>>>>>
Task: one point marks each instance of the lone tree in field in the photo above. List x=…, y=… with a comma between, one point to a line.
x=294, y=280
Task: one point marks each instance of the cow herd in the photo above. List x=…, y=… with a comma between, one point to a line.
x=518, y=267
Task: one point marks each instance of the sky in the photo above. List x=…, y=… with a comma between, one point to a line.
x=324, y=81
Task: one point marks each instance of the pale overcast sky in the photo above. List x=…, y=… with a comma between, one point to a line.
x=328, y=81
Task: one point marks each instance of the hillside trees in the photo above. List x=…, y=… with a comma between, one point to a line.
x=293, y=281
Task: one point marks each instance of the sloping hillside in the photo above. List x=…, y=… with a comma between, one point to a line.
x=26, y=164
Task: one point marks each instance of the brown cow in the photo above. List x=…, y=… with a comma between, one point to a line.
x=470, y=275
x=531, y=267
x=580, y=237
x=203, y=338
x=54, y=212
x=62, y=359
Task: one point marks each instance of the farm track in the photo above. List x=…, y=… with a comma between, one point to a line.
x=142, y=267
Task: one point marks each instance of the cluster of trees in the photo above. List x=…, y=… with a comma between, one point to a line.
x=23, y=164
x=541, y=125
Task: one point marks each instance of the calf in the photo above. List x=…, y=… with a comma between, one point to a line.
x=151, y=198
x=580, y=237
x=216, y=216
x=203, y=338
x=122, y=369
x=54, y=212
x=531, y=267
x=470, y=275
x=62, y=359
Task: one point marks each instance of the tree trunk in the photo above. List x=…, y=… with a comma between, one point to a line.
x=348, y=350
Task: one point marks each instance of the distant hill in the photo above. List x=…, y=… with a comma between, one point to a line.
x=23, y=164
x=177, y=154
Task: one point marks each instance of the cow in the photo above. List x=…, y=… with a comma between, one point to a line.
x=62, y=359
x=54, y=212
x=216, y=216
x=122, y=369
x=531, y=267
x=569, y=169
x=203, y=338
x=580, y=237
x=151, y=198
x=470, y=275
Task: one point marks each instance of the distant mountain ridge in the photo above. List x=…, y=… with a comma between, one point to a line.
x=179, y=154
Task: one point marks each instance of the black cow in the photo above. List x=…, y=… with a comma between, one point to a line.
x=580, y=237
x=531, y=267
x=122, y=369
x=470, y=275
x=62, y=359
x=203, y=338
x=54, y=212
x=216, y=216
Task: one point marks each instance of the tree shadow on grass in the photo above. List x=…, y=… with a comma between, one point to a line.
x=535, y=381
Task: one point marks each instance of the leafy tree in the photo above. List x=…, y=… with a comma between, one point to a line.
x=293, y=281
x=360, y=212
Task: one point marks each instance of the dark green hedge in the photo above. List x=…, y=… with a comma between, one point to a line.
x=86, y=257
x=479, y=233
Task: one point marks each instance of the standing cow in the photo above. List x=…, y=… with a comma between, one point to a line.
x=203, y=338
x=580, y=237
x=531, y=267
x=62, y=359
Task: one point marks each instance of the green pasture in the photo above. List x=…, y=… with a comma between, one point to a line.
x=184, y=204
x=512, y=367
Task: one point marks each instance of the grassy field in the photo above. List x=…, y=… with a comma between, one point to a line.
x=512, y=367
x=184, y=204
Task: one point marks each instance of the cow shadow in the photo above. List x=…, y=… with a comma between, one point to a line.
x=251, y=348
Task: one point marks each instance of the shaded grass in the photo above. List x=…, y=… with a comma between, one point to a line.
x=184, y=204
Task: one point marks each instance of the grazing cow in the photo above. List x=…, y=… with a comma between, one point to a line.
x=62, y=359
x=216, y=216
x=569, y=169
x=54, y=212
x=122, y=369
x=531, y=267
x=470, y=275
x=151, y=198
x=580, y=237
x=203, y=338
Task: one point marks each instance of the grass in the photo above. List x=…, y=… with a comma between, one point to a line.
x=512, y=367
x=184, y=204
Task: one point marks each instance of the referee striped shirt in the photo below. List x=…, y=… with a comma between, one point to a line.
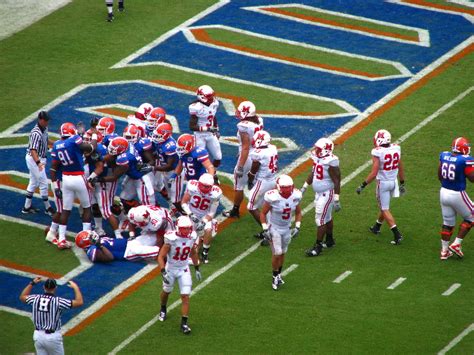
<<<<<
**TO DO**
Send back every line above exactly, skipping all pictures.

**WRITTEN ANSWER**
Task: one point marks each instance of the lone tree in field in the photo above. List x=…, y=… with a comma between, one point to a line.
x=294, y=280
Task: one point marks each instance of the cow herd in the photo above. List x=…, y=… with a comma between, one point to a line.
x=518, y=267
Task: one point marks each instance of the sky in the photo above. List x=…, y=… with a comma between, one point to a line.
x=324, y=81
Task: one point marks each instance of the pale overcast sky in the photo above. List x=…, y=… with a comma between, one point to a line.
x=328, y=81
Task: one point marks each instance of the hillside trees in the photo above. List x=…, y=… with a comma between, one point to a line.
x=293, y=281
Task: one point marks each instance of the sloping hillside in the photo above. List x=…, y=… with a comma between, one point to a line.
x=26, y=164
Task: one point marks each instance of the brown cow in the photo above. List x=…, y=… with a comma between, one point to a line.
x=470, y=275
x=531, y=267
x=580, y=237
x=203, y=338
x=54, y=212
x=62, y=359
Task: one point marks each instance of the farm track in the photo above. List x=…, y=… with a comma between, one point to a line.
x=142, y=267
Task: one point marks each instance of the cluster of trees in the photo above. List x=…, y=… with a comma between, one point to a line.
x=23, y=164
x=541, y=125
Task: one point marks each instance of the calf in the photo above. List x=…, y=… with a comma between, one point to a line.
x=151, y=198
x=580, y=237
x=216, y=216
x=203, y=338
x=122, y=369
x=54, y=212
x=531, y=267
x=470, y=275
x=62, y=359
Task: one point marks each instance of the tree trunk in the photo above. List x=…, y=… with a comma between, one point to a line.
x=348, y=350
Task: one point marks each instance of the distant hill in the photo above. List x=…, y=… with a comma between, one point to a line.
x=23, y=164
x=177, y=154
Task: one point marks each instance of the cow in the photo above. List x=…, y=… with a comma between, one point to a line.
x=62, y=359
x=54, y=212
x=216, y=216
x=122, y=369
x=531, y=267
x=569, y=169
x=203, y=338
x=580, y=237
x=151, y=198
x=470, y=275
Task: one point marks each instance of the distant mountain ridge in the photo above. List x=…, y=… with a comma between, one point to a line.
x=179, y=154
Task: one point marks each instance of the black cow in the photo above. List x=…, y=… with a comma between, one point to a line.
x=580, y=237
x=531, y=267
x=122, y=369
x=470, y=275
x=62, y=359
x=203, y=338
x=54, y=212
x=216, y=216
Task: one point marks each instance of the tree shadow on grass in the photo above. List x=…, y=… with a comma between, one point to a line.
x=535, y=381
Task: one point marks each instance of the leafy tree in the photo above. List x=…, y=… with a comma between, one point to a line.
x=293, y=281
x=360, y=212
Task: one point marks each instance of the dark green hedge in the photo above. List x=…, y=… with a comma between, one point to a line.
x=86, y=257
x=479, y=233
Task: one point marks each instance of the standing cow in the photo above. List x=…, y=… with a comma between, one point to a line.
x=203, y=338
x=580, y=237
x=531, y=267
x=62, y=359
Task: one point marks each instance of the green pasture in the photo above. List x=…, y=… with a comma between, one point to a line.
x=184, y=204
x=512, y=367
Task: one point marks each instance of the grassy field in the photo above. List x=…, y=… with a comma between, one point to a line.
x=512, y=367
x=184, y=204
Task: one point marks each instance of the cow shadow in the photo above. List x=…, y=… with a comma between, one point to a line.
x=251, y=348
Task: one point marks each instance of the shaded grass in the photo above. List x=…, y=… with a comma between, one point to a line.
x=184, y=204
Task: one point marks each instance of the grazing cow in the photo above. List x=…, y=… with a comma between, one point to a line.
x=62, y=359
x=216, y=216
x=569, y=169
x=54, y=212
x=122, y=369
x=531, y=267
x=470, y=275
x=151, y=198
x=580, y=237
x=203, y=338
Task: one point marks each instance of the grass in the photo above. List x=…, y=… with a comma between, one point to a line.
x=512, y=367
x=184, y=204
Task: one point marks each instance of the referee striped shirt in the photo below. List x=…, y=… with a comma between, one point to a line.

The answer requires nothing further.